Dataset records:
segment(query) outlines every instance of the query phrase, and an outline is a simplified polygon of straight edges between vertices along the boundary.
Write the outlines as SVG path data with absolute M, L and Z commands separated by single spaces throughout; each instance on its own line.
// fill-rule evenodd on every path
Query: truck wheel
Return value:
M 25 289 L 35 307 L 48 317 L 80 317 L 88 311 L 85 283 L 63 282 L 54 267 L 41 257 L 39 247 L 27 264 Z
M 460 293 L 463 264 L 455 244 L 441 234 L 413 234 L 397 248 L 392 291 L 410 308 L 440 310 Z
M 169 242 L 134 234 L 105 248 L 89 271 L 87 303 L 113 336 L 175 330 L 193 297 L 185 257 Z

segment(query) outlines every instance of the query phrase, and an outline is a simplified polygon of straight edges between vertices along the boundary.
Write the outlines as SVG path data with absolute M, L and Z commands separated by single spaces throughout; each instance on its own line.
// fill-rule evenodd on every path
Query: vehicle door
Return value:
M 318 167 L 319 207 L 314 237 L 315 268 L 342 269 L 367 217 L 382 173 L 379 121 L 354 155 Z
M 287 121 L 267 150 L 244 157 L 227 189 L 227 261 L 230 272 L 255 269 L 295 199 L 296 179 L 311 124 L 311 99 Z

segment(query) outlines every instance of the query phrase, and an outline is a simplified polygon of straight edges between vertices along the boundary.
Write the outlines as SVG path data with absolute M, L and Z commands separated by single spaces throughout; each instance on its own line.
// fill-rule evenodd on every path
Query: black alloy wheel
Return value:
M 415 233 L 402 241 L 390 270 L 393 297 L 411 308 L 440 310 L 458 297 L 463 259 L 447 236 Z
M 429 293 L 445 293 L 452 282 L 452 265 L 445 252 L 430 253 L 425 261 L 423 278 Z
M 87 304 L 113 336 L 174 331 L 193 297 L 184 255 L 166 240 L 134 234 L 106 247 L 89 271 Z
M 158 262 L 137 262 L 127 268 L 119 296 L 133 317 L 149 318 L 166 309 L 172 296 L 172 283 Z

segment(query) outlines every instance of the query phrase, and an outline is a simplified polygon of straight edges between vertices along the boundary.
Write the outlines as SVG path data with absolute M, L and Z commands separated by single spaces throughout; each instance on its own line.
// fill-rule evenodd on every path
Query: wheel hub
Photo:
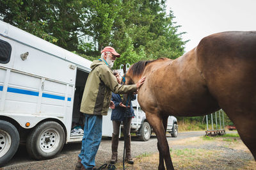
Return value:
M 7 153 L 11 144 L 12 138 L 10 134 L 3 130 L 0 130 L 0 158 Z
M 45 153 L 52 151 L 58 144 L 58 134 L 54 130 L 45 130 L 40 138 L 40 148 Z

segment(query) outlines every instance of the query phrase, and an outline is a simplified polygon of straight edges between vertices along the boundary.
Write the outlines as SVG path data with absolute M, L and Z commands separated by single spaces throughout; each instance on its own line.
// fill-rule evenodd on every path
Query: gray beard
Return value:
M 107 57 L 107 58 L 106 59 L 106 61 L 107 62 L 108 66 L 109 66 L 110 68 L 112 68 L 113 66 L 114 65 L 115 61 L 114 61 L 114 62 L 112 62 L 112 61 L 113 61 L 113 60 L 109 59 L 109 57 Z

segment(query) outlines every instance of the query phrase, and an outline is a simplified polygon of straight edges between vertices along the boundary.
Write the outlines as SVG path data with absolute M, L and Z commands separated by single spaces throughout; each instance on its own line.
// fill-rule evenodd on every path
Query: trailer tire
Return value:
M 149 123 L 145 121 L 140 128 L 140 139 L 142 141 L 147 141 L 151 136 L 151 127 Z
M 15 154 L 20 143 L 20 135 L 12 123 L 0 120 L 0 167 Z
M 172 127 L 172 130 L 171 132 L 171 135 L 172 137 L 177 137 L 178 135 L 178 126 L 177 124 L 173 124 L 173 127 Z
M 36 126 L 27 139 L 26 148 L 29 155 L 37 160 L 52 158 L 64 145 L 65 132 L 55 121 L 45 121 Z

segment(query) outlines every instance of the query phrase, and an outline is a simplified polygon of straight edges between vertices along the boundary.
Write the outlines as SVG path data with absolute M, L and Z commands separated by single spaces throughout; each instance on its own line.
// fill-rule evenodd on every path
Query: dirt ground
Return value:
M 96 167 L 109 163 L 111 140 L 100 144 L 96 156 Z M 202 137 L 193 137 L 168 141 L 175 169 L 256 169 L 252 155 L 240 138 L 218 137 L 205 140 Z M 159 155 L 156 139 L 147 143 L 132 141 L 134 164 L 125 164 L 126 169 L 157 169 Z M 122 142 L 118 147 L 117 169 L 122 169 Z M 136 152 L 137 150 L 143 151 Z M 79 150 L 57 158 L 25 164 L 8 166 L 0 169 L 74 169 Z

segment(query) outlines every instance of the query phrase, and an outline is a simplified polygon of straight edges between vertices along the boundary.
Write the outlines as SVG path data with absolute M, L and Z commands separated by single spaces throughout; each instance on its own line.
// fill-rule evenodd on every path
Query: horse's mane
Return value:
M 165 58 L 159 58 L 157 59 L 148 61 L 140 61 L 133 64 L 131 66 L 131 68 L 129 69 L 129 72 L 132 76 L 140 75 L 143 72 L 145 68 L 148 64 L 158 61 L 159 59 L 165 59 Z

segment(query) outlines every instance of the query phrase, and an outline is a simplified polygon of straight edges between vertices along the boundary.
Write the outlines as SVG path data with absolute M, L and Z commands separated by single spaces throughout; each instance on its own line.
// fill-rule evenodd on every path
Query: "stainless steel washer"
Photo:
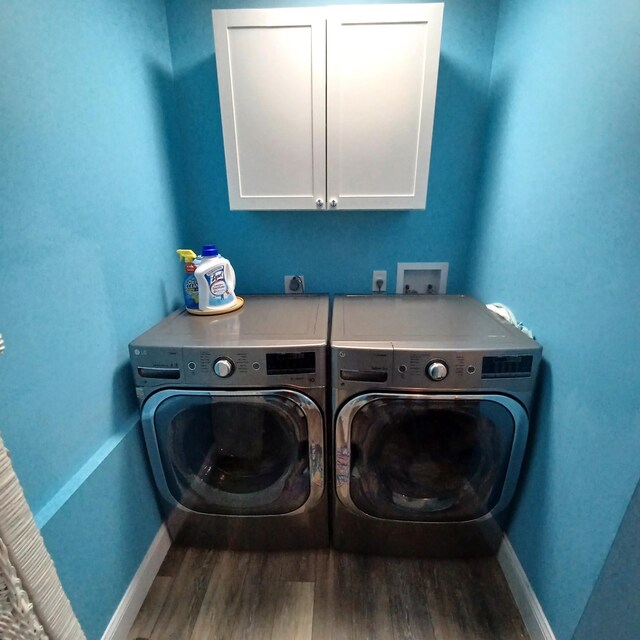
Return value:
M 336 298 L 335 547 L 494 553 L 541 352 L 470 297 Z
M 328 321 L 327 296 L 247 296 L 224 315 L 175 312 L 129 345 L 174 540 L 328 545 Z

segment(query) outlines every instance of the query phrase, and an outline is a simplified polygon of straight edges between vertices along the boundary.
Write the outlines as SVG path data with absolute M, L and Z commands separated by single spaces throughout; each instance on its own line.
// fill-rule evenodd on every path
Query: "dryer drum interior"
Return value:
M 154 424 L 169 491 L 193 511 L 282 514 L 309 498 L 306 416 L 276 391 L 175 395 Z
M 371 400 L 350 425 L 351 499 L 385 519 L 482 517 L 500 499 L 514 435 L 510 411 L 490 400 Z

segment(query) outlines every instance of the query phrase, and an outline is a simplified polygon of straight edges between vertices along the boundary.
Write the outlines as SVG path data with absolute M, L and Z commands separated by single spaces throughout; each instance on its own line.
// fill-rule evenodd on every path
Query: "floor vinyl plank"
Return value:
M 149 593 L 138 613 L 138 616 L 127 635 L 127 640 L 148 640 L 156 625 L 164 603 L 169 595 L 173 578 L 158 575 L 153 581 Z
M 283 582 L 277 586 L 271 640 L 311 640 L 314 588 L 313 582 Z
M 385 578 L 394 640 L 435 640 L 420 563 L 411 558 L 387 558 Z
M 528 640 L 496 558 L 174 547 L 128 640 Z
M 236 619 L 242 615 L 242 587 L 251 559 L 251 553 L 238 551 L 218 554 L 189 640 L 233 638 Z
M 217 553 L 187 549 L 149 640 L 189 640 Z
M 164 562 L 158 571 L 158 575 L 175 578 L 186 553 L 186 547 L 174 544 L 165 556 Z

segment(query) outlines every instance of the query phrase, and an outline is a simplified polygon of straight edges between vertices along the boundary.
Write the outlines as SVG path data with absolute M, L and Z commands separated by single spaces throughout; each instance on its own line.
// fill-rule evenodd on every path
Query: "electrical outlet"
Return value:
M 448 262 L 399 262 L 396 293 L 446 293 L 448 275 Z
M 380 281 L 382 281 L 382 284 L 380 283 Z M 373 278 L 371 278 L 371 291 L 375 293 L 382 293 L 383 291 L 386 291 L 386 290 L 387 290 L 387 272 L 374 271 Z
M 304 276 L 285 276 L 285 293 L 304 293 Z

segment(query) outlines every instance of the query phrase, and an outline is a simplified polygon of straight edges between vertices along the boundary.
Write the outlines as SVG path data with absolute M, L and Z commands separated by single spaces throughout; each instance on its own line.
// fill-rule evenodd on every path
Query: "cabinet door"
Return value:
M 324 208 L 325 9 L 213 11 L 213 25 L 231 209 Z
M 443 6 L 328 9 L 330 207 L 425 208 Z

Your objective:
Lay out the records as a JSON list of strings, one string per line and with blank lines omitted. Cover only the part from the start of the records through the line containing "M 287 121 L", both ends included.

Solved problem:
[
  "segment(query) outlines every instance of the query phrase, and an outline is a simplified polygon of straight edges between vertices along the boundary.",
  "Write the outlines as SVG path data with absolute M, L and Z commands separated by single spaces throughout; each instance on its own line.",
  "// fill-rule evenodd on every path",
  "Query: truck wheel",
  "Return value:",
  "M 25 289 L 35 307 L 48 317 L 80 317 L 88 311 L 85 283 L 63 282 L 54 267 L 41 257 L 39 247 L 27 264 Z",
  "M 460 293 L 463 264 L 455 244 L 441 234 L 413 234 L 397 248 L 392 291 L 410 308 L 440 310 Z",
  "M 169 242 L 134 234 L 105 248 L 89 271 L 87 303 L 113 336 L 175 330 L 193 297 L 185 257 Z",
  "segment(query) outlines every instance of the query phrase, and an outline is a simplified polygon of straight edges between vertices along the boundary.",
  "Write the outlines as SVG path data with absolute M, L and Z commands separated by single spaces throughout; each instance on its own line.",
  "// fill-rule evenodd on every path",
  "Query: vehicle door",
  "Return value:",
  "M 318 167 L 319 207 L 314 237 L 315 268 L 342 269 L 367 217 L 382 173 L 379 121 L 354 155 Z",
  "M 287 121 L 267 150 L 244 157 L 227 189 L 227 261 L 230 272 L 255 269 L 295 199 L 296 179 L 311 124 L 311 99 Z"
]